_Stated problem_: How many lines of the material below contain the string "train"? Case counts. Reply with the number only.

_Task material_:
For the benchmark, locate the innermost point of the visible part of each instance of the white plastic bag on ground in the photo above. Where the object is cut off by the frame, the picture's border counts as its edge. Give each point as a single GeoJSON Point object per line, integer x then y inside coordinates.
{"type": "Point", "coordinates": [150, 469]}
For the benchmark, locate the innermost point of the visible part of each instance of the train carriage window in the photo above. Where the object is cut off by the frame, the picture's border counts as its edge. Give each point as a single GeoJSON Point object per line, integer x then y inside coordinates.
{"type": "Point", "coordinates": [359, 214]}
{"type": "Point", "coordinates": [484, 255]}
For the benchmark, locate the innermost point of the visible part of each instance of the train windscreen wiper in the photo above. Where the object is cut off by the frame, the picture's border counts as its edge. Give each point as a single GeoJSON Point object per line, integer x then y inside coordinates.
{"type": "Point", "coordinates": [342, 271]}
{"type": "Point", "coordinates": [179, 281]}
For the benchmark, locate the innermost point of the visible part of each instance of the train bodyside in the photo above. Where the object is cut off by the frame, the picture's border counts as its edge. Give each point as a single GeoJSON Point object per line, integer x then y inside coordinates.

...

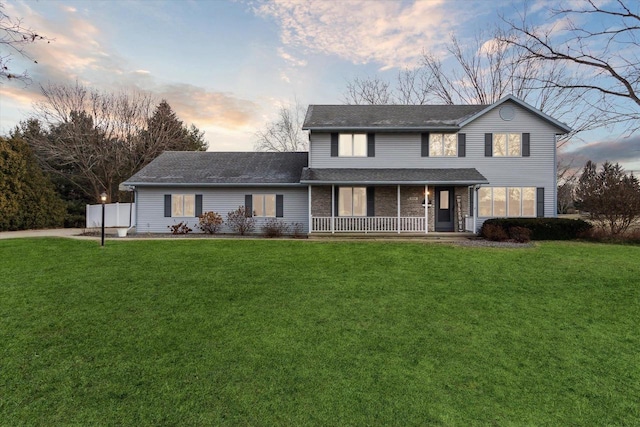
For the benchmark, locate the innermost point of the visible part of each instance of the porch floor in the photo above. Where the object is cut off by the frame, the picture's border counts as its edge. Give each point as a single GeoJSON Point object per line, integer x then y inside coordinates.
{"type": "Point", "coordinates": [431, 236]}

_Exercise solution_: 3